(Location identification entries)
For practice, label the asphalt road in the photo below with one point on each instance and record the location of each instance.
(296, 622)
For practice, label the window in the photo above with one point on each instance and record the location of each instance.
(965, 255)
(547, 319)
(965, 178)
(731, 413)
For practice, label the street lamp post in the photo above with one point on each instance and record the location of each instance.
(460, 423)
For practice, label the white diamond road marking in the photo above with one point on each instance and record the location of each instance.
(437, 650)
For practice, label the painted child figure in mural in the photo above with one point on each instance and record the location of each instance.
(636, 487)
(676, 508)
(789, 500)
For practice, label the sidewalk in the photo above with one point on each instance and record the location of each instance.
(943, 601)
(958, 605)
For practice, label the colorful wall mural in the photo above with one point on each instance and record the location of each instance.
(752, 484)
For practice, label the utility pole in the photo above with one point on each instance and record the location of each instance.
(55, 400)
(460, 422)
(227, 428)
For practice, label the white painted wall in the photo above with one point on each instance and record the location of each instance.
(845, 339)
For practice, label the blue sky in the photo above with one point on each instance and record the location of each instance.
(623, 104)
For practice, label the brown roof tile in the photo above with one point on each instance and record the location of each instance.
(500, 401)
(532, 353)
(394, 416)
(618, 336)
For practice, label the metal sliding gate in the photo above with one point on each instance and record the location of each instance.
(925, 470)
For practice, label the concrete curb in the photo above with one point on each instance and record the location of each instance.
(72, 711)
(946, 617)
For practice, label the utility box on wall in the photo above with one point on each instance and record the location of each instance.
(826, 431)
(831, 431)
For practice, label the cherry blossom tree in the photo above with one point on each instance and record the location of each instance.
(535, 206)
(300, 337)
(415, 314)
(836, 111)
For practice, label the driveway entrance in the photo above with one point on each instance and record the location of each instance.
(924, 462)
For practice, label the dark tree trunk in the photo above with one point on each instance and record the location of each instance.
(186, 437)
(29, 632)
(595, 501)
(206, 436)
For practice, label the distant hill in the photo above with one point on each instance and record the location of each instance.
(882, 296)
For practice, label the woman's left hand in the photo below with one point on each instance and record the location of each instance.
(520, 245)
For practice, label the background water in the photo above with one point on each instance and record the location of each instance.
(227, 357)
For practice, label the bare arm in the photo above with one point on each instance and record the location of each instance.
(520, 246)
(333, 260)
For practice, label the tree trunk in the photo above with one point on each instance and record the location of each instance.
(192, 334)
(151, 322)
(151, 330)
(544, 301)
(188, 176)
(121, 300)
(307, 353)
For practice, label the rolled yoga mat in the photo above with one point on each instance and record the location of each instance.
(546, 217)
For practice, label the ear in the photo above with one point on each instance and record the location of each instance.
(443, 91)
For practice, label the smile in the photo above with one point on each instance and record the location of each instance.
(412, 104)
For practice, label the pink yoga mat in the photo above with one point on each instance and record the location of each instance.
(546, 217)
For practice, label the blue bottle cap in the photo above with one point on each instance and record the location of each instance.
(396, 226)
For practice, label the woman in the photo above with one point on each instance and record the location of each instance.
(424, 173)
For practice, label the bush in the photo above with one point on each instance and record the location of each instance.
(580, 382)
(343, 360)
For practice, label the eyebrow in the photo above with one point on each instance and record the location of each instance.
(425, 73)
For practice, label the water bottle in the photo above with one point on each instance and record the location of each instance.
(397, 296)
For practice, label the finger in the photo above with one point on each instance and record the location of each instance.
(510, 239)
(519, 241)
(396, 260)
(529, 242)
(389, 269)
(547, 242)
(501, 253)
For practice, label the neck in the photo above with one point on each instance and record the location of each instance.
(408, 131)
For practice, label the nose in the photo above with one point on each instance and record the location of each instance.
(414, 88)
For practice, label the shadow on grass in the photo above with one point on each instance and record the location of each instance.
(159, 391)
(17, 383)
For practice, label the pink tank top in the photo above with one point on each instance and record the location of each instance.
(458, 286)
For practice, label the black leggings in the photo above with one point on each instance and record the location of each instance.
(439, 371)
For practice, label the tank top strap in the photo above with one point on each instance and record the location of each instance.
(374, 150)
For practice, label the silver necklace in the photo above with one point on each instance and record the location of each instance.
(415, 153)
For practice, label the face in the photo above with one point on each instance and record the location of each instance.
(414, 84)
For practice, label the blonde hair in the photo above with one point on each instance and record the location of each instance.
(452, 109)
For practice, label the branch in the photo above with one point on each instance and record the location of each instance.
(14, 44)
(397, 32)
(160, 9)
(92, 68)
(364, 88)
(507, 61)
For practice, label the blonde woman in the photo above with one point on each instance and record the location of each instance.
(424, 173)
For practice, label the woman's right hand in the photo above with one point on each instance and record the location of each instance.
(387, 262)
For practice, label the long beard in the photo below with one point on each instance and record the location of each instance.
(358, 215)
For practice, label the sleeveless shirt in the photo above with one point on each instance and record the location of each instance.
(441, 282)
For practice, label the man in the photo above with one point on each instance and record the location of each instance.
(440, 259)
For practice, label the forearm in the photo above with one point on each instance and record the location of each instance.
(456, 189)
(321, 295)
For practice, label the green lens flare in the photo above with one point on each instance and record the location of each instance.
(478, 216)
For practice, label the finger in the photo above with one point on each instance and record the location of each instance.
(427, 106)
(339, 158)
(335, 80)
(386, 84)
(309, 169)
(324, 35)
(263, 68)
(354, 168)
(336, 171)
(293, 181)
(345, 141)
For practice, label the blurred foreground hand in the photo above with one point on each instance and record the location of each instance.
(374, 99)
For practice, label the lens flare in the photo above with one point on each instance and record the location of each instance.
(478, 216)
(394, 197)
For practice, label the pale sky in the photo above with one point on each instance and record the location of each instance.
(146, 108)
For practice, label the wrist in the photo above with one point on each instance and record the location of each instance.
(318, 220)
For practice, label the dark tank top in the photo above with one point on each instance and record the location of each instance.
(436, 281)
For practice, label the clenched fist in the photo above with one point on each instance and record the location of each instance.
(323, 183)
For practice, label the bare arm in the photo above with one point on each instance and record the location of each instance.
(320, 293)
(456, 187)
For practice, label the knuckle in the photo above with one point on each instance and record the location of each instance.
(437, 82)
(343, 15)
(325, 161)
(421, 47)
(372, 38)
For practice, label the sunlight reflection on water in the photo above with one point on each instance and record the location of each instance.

▸ TASK DIRECTIONS
Write out the entries in full, exactly as given.

▸ COMPLETE ANSWER
For practice, label the asphalt road in the photo below with one point on each instance and record the location of each instance.
(296, 622)
For practice, label the window in the photo above with one point on each instance and record the location of each instance.
(965, 255)
(547, 319)
(965, 178)
(731, 413)
For practice, label the street lamp post in the photo above with one point on each instance and record the location of each instance.
(460, 423)
For practice, label the white diamond road marking in the photo above with one point on each instance and record the location of each instance.
(437, 650)
For practice, label the painted child figure in mural in the photo above with one point on each instance and record the location of each instance.
(636, 487)
(676, 508)
(789, 500)
For practice, label the sidewalk in the photo above with one point on each instance and record the location of each instance.
(943, 601)
(958, 605)
For practice, label the colorful wall mural in the photo above with one point on each instance and record the location of each instance.
(752, 484)
For practice, label the utility pole in the photo above with one point on each instance and record the location of each instance.
(55, 400)
(460, 422)
(227, 428)
For practice, label the white painted wall in the photo above with one point on each instance and record the location of each instance.
(845, 339)
For practice, label the blue sky in the photo above with one point on each instance and record the location of each instance.
(623, 104)
For practice, label the brown roof tile in the photo above with one point on each instance and record the location of each instance.
(500, 401)
(532, 353)
(394, 416)
(618, 336)
For practice, label the metal sliding gate in the photo above with one point on each instance and record the location of each instance.
(925, 470)
For practice, label the concrete curb in the photo above with one point on each instance and record the location of each instance.
(72, 711)
(946, 617)
For practice, label the utility box on wall in the photo above with one point on each instance and record the location of each instance.
(826, 431)
(831, 431)
For practice, label the cherry blossom tree in the photo above with one point on each instance and record the location of each instance.
(535, 206)
(300, 337)
(415, 314)
(836, 111)
For practice, label the driveway entrance in the photo above with one point on each instance and record the location of each instance.
(924, 462)
For practice, label the dark tree trunk in the photo above with one point on each instance and record the location of each instance.
(186, 437)
(29, 632)
(595, 501)
(206, 436)
For practice, label the distant hill in the photo above with one point on each instance and record the location of each instance.
(882, 296)
For practice, label the woman's left hand in the photo below with one point on each instance and record the location of each instance.
(520, 245)
For practice, label the background water in the photo above with one point on each instance and record the location of each instance.
(227, 357)
For practice, label the bare arm in the photo above with one point on each instance and record the location of each instance.
(520, 246)
(333, 260)
For practice, label the tree trunk in the photo above with one point on each instance and record the location of each instance.
(192, 334)
(151, 322)
(151, 330)
(544, 301)
(188, 176)
(121, 300)
(307, 353)
For practice, label the rolled yoga mat in the photo above with one point on each instance and record the location of each instance.
(546, 217)
For practice, label the ear in the photo above with one point on each instance and record the location of each instance.
(443, 91)
For practice, label the smile in the photo above with one point on each instance and record the location of each instance.
(412, 104)
For practice, label the pink yoga mat in the photo above with one point on each instance and record the location of each instance.
(546, 217)
For practice, label the blue bottle cap in the photo above with one point on each instance and record the location of each instance.
(396, 226)
For practice, label the woman in the photo above with one point on each instance and record the location of each instance.
(424, 173)
For practice, label the bush in the photo above with one point on each instance and record the location of each instance.
(580, 382)
(343, 360)
For practice, label the eyebrow in the photo above with one point on each instance and record the location of each instance.
(425, 73)
For practice, label the water bottle in the photo above with one point on each instance and record the location of each instance.
(397, 296)
For practice, label the finger in the photo above with one point on each instance and record the location of each instance.
(510, 239)
(519, 241)
(396, 260)
(529, 242)
(389, 269)
(547, 242)
(501, 253)
For practice, label the neck in the photo above with one point on each instance and record the location of each instance.
(408, 131)
For practice, label the nose in the photo above with one point on each instance and record the location of each instance.
(414, 88)
For practice, label the shadow on grass in the photo above with one point on each instance and record the location of each instance.
(159, 391)
(17, 383)
For practice, label the pink tank top in the photo above with one point on each instance and record the location of each instance.
(458, 286)
For practice, label the black leggings in the photo above with one point on each instance and record the location of each instance.
(439, 371)
For practice, label the tank top strap in the photo above with one point on each instance and record the location of each instance.
(374, 150)
For practice, label the silver necklace in the photo above with one point on each instance and record the location of each instance.
(415, 153)
For practice, label the face in the photo above with one point on each instance and record the location of each instance.
(414, 84)
For practice, label the blonde hair in the photo above with one point on each instance and record the location of each instance.
(452, 109)
For practice, label the branch in the photo above with one point on each instance and record the location of each instance.
(14, 44)
(397, 32)
(160, 9)
(92, 68)
(364, 88)
(507, 61)
For practice, label the blonde woman in the photo above with one point on each instance and record the location of each instance.
(424, 173)
For practice, label the woman's right hand in the photo above with one point on each instance and record the location of each instance.
(387, 262)
For practice, label the long beard in the photo below with one point on each instance and record the location of each instance.
(358, 215)
For practice, label the sleeveless shirt in the photo above with one point on each instance and record the location of each instance.
(441, 282)
For practice, label the man in the photo above with one point on each instance and record the location of each instance.
(440, 259)
For practice, label the forearm in the photo above with one point on each instance and record the location of each instance.
(456, 189)
(321, 295)
For practice, label the green lens flare in the photo above with one point on each instance and record the location of each instance.
(478, 216)
For practice, label the finger in the photo above with one point on each instance and record the location of each instance.
(427, 106)
(339, 158)
(335, 80)
(386, 84)
(309, 169)
(324, 35)
(263, 68)
(354, 168)
(336, 171)
(293, 181)
(345, 141)
For practice, label the blurred foreground hand in the photo above with one point on each instance and record the location of each instance.
(374, 99)
For practice, label the lens flare in the photo above with one point on each instance and record the location of each instance.
(478, 216)
(394, 197)
For practice, label the pale sky in the photo above with one point on each instance and record the location of each instance.
(146, 108)
For practice, label the wrist in the photo above with one point on each instance and record the location of each instance.
(318, 220)
For practice, label the dark tank top in the photo above with one point on each instance and record the location of each instance.
(436, 281)
For practice, label the clenched fist in the photo above with one point on each instance and record the location of each instance.
(323, 183)
For practice, label the bare arm in the photo above with one point on each instance and record the location of each instance.
(320, 293)
(456, 187)
For practice, label the knuckle in the photo above with one point on each instance and record the location of each instance.
(437, 82)
(343, 15)
(325, 161)
(421, 47)
(372, 38)
For practice, label the sunlight reflection on water in the photo above with one point on each instance and record the location of each instance.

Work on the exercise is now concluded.